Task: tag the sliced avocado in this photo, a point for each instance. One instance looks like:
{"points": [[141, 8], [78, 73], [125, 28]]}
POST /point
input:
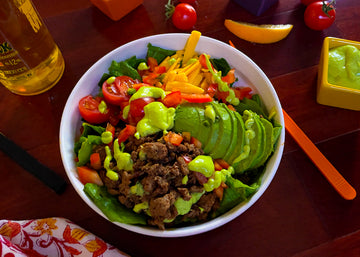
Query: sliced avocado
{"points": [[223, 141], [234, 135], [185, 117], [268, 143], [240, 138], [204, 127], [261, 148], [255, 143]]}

# Request:
Return the lines above as a JSON array of strings, one string per line, skipping blank lines and omitting the picture.

# Output below:
[
  "Task: tag the sliced avocado in this photo, a point for each instance. One instance looks like:",
  "{\"points\": [[141, 8], [78, 73], [125, 28]]}",
  "POST /point",
  "input:",
  "Query: sliced avocado",
  "{\"points\": [[223, 141], [234, 135], [185, 117], [268, 143], [240, 138], [204, 127], [261, 148], [255, 143]]}"
]